I found out a few more interesting things from another mom I interviewed:

What did you do to prepare ahead of the power shutdown?

“We were out of town so we weren’t here to prepare. We are campers so we had lots of things because of that. Everyone has their own flashlight, we have ways to cook and lighting options. I didn’t really do it for the outage but our freezer is always packed so even after 2 days the ice cubes were still frozen.”

What did you do for meals?

“I was glad we had pancake mix and soup mixes that just needed water added so we could have fast but healthy meals and not just crackers. We have a gas stove so cooking was not a problem. We also have a gas water heater which meant we always had hot water. We have been thinking of installing an instant hot water heater but after this if it doesn’t operate with gas we won’t do it.”

What about food safety?

“We threw away food because we don’t have a generator and I didn’t think to get ice to put food in an ice chest.”

What did you do to keep busy?

“We knew the church had power so some of us went there and played Volleyball with the kids, charged our devices and watched DVDs since the internet providers were all down and we couldn’t watch movies on devices. The second day the kids were distracted with Halloween preparations but I couldn’t finish costumes with no sewing machine or glue gun. I did a lot of hand stitching and gluing with glue that took much too long to dry.”

Advice I received and lessons learned by these power outage survivors:

  1. Don’t wait to buy a generator or other items you may need, prices may go up and/or you may need to drive a long distance to find one.
  2. Talk to your neighbors and ask for and/or offer help. One of these ladies told me they saw their neighbor’s lights on so they obviously had a generator but she didn’t call to ask if she could bring food over to his fridge. She regretting not asking as she knows he would have said yes.
  3. Have small denomination cash on hand. The Dollar Store was open and they carry flashlights, glow sticks, batteries, food, paper plates, items to keep the kids occupied and even crossword puzzles and books for adults.
  4. Always keep your freezer stocked. I know you have read that here before. You don’t need money to do this just fill containers or plastic resealable bags with water and stack them in the freezer. The less air in the freezer, the longer food will be safe. When you find a great sale on meat remove the frozen water and use it to water the garden or houseplants.
  5. If you have a gas stove, the ignition will not work so you will need matches and/or lighters stored.
  6. Store glow sticks or battery-operated candles to provide light during sleeping hours in hallways and bathrooms.
  7. If you have medications needing refrigeration, plan ahead and purchase a cooler that plugs into the dashboard in the car or freeze ice packs now just in case. If the power fails, move the medication to a small cooler with ice packs to surround it. The mom I spoke with keeps her daughter’s insulin in the fridge with ice packs around it every day. If the power should fail the insulin will stay cold for hours. She has several ice packs and keeps some frozen at all times to swap out as the ones in the refrigerator begins to defrost.
- - - - -
→ REQUIREMENT 1
Transcribe the part of the power outage interview between "Advice I received" and "to find one.", inclusive.
→ REQUIREMENT 2
List every item the power outage interview says the Dollar Store carries.
→ REQUIREMENT 3
According to the power outage interview, why should a freezer always be kept stocked, even if only with containers of water?

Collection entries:
- - - - -
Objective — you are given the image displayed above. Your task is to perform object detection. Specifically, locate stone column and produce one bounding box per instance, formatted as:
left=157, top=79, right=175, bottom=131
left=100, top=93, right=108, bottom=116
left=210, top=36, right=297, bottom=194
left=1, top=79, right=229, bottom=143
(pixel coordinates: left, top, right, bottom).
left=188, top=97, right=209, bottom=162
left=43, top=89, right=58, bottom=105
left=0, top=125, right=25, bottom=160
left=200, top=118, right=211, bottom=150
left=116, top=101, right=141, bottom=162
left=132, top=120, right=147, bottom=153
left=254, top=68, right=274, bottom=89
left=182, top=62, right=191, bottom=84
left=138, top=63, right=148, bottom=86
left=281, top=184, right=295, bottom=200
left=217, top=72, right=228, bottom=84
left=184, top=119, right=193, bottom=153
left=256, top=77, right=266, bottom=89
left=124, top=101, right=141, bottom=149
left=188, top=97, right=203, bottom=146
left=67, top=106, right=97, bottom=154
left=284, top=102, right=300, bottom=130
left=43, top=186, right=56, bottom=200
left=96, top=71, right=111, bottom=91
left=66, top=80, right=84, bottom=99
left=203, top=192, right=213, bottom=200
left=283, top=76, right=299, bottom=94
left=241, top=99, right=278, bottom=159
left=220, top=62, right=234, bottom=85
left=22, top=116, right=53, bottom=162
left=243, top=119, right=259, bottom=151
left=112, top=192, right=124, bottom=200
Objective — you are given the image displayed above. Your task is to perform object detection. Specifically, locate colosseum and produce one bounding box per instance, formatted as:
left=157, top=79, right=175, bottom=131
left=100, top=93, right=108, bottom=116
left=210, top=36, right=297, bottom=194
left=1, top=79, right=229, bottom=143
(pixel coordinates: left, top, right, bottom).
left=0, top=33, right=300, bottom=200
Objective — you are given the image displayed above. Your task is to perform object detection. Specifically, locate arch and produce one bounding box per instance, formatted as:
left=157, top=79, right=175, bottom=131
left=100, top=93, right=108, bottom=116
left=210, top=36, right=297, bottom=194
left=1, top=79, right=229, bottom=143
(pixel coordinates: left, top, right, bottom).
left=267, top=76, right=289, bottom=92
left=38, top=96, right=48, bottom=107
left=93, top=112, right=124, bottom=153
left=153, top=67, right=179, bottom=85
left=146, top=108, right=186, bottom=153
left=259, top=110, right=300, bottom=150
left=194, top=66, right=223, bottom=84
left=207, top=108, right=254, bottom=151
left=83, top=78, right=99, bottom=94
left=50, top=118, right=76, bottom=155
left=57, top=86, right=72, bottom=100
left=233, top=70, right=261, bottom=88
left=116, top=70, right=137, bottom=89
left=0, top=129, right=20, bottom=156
- - - - -
→ TASK ANSWER 1
Advice I received and lessons learned by these power outage survivors:

  1. Don’t wait to buy a generator or other items you may need, prices may go up and/or you may need to drive a long distance to find one.

→ TASK ANSWER 2
- flashlights
- glow sticks
- batteries
- food
- paper plates
- items to keep the kids occupied
- crossword puzzles
- books for adults

→ TASK ANSWER 3
The less air there is in the freezer, the longer the food will be safe.